> [DOCUMENT]
+++
Reputation: 1352
For a project I use the R package wordVectors, and the function train_word2vec() see an example here
My first question: This function requires a train_file, which is a single .txt file (on your computer). For now, you have to store this file in a specific directory in your computer. But I have the file also in my R environment (in a data.frame, within the column called: text (df$text) ).
I want to avoid reading the .txt file, but instead use an R data.frame with text. Is there a workaround?
My second question: The same function (train_word2vec) has a 'ouput' parameter, described as 'Path of the output file'. Again, I don't want to get anything on my computer, so is there a workaround that I can store the output model (let's say "vec.bin"), in my R environment (R-script)?
CODE:
library(devtools)
install_github("mukul13/rword2vec")
library(rword2vec)
model=word2vec(train_file = "text8",output_file = "vec.bin",binary=1)
+++
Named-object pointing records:
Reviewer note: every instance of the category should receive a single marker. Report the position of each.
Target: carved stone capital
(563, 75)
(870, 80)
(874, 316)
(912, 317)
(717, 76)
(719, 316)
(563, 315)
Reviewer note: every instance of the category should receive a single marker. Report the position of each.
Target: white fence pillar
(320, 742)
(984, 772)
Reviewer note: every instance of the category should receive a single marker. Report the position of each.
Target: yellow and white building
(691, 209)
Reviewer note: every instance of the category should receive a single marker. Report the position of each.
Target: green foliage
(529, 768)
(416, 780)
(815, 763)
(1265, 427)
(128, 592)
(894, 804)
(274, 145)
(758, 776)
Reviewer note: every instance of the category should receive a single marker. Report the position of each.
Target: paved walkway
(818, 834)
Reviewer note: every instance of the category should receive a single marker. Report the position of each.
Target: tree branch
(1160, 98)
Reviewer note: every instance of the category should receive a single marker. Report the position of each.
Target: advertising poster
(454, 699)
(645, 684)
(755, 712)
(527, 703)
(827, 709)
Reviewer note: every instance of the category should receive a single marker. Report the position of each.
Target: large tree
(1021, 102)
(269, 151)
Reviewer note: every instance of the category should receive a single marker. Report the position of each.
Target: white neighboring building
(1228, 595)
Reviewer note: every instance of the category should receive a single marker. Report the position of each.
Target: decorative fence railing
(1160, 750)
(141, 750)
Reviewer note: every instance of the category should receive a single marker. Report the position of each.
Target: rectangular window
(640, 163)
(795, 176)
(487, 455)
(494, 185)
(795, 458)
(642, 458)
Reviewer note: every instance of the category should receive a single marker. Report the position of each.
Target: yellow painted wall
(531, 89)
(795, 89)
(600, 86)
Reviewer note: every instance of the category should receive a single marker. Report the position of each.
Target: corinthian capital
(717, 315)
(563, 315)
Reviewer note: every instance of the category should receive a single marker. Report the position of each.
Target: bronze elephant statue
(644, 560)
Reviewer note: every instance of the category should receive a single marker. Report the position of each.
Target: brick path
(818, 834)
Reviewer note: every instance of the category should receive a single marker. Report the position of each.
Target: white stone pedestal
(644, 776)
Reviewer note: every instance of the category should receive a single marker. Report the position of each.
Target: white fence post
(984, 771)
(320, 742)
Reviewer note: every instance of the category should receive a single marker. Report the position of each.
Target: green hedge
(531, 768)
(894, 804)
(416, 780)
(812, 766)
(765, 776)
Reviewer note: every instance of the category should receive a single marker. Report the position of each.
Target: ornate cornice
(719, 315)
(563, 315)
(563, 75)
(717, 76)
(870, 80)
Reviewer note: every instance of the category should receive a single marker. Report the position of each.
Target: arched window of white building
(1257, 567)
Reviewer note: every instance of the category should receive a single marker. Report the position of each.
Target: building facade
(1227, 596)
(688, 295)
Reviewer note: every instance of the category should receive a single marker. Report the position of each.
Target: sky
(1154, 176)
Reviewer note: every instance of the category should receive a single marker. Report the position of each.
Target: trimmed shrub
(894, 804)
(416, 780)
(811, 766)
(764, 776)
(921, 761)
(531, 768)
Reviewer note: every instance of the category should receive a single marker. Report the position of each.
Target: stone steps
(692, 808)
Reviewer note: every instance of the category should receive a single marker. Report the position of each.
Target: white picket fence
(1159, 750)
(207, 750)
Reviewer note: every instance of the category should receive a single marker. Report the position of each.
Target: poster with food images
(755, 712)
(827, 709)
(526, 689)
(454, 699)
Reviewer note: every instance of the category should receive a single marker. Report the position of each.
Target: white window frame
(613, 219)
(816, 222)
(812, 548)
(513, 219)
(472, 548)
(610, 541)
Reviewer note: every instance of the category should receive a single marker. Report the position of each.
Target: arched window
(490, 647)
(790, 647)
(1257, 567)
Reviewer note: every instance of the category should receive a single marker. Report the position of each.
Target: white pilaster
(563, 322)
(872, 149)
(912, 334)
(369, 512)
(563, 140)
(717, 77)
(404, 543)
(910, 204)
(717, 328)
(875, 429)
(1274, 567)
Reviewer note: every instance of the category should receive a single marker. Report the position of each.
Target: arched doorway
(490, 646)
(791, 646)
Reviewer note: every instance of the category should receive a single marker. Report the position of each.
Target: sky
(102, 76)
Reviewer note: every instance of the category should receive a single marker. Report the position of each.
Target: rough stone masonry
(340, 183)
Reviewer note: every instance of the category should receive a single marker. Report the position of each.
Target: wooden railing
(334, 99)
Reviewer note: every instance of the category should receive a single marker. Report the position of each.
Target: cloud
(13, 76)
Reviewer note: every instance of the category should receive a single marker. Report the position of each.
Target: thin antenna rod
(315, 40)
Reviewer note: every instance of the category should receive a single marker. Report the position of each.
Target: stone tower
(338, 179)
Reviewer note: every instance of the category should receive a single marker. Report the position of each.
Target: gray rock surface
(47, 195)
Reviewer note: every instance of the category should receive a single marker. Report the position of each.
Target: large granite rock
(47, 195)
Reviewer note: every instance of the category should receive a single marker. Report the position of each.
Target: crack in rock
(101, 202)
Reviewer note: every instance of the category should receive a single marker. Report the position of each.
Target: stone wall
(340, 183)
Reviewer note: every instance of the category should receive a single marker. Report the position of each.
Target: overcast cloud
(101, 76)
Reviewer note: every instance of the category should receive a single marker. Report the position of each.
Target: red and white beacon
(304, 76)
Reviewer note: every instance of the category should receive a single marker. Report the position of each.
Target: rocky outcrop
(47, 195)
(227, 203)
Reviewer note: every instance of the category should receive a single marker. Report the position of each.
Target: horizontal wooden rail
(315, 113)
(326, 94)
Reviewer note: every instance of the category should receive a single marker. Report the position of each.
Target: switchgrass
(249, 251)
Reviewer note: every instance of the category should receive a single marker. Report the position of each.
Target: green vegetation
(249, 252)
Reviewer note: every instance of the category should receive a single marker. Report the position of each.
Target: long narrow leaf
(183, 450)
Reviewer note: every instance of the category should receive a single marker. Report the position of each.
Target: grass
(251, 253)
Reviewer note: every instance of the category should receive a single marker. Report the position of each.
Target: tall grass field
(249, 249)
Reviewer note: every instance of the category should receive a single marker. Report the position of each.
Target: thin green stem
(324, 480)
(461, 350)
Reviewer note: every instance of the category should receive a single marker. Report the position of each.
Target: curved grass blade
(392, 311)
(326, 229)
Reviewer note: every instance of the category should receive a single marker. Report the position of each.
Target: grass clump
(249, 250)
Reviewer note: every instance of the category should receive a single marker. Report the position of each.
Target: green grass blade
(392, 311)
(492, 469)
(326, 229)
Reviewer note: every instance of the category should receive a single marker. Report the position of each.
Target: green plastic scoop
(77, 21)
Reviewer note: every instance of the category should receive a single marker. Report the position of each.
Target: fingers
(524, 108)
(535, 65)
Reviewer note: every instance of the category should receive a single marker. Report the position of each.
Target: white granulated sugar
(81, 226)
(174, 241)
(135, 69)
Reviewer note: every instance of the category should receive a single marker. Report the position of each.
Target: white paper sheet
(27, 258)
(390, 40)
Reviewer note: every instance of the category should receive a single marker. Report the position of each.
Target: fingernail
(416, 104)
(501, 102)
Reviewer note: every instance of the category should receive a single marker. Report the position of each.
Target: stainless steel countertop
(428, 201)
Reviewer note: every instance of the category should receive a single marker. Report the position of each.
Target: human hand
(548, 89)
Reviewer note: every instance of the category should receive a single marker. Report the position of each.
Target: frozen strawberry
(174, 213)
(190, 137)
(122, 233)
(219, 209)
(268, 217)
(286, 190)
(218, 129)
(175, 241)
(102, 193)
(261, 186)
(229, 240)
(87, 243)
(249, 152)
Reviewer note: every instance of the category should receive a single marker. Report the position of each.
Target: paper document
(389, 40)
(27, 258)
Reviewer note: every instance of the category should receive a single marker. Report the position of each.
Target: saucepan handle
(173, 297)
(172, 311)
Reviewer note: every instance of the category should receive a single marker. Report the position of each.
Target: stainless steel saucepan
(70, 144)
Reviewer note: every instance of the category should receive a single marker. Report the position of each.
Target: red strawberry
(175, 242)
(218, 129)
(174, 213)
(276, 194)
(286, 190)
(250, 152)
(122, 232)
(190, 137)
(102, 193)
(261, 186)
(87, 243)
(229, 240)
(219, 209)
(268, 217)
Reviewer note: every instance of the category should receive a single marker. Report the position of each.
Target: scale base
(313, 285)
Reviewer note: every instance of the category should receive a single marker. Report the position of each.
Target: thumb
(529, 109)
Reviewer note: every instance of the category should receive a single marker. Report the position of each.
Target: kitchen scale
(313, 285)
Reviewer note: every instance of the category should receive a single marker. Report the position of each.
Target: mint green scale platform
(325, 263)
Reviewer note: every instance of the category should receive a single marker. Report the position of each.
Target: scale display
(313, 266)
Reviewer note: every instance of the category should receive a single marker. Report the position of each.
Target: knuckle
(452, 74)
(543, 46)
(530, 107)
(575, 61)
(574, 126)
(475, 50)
+++
> [OBJECTIVES]
a) Write out the part of the forum post about train_word2vec between "Reputation: 1352" and "library(devtools)", inclusive.
b) In the forum post about train_word2vec, which data frame column holds the text?
c) Continue the forum post about train_word2vec from the point where it stops.

> [RESPONSES BY TASK]
a)
Reputation: 1352
For a project I use the R package wordVectors, and the function train_word2vec() see an example here
My first question: This function requires a train_file, which is a single .txt file (on your computer). For now, you have to store this file in a specific directory in your computer. But I have the file also in my R environment (in a data.frame, within the column called: text (df$text) ).
I want to avoid reading the .txt file, but instead use an R data.frame with text. Is there a workaround?
My second question: The same function (train_word2vec) has a 'ouput' parameter, described as 'Path of the output file'. Again, I don't want to get anything on my computer, so is there a workaround that I can store the output model (let's say "vec.bin"), in my R environment (R-script)?
CODE:
library(devtools)

b) The column called text (df$text).

c)
# Instead of "text8" I want to insert a data.frame column (containing text).
# Instead of "vec.bin" I want to have something Like "foo <- vec.bin" in R. So that the output stays within R and not on my PC.
Upvotes: 0
Views: 135
Reputation: 26843
rword2vec
is a thin wrapper around word2vec
, a program written in C that expects to read from training a training file and write to an output file. See for example here: https://github.com/mukul13/rword2vec/blob/master/R/word2vec.R#L28. The corresponding C function is here: https://github.com/mukul13/rword2vec/blob/master/src/word2vec.c#L638. There is no way to read or write data.frame
s there.
Have you tried text2vec as an alternative? At least at first sight it looks more flexible.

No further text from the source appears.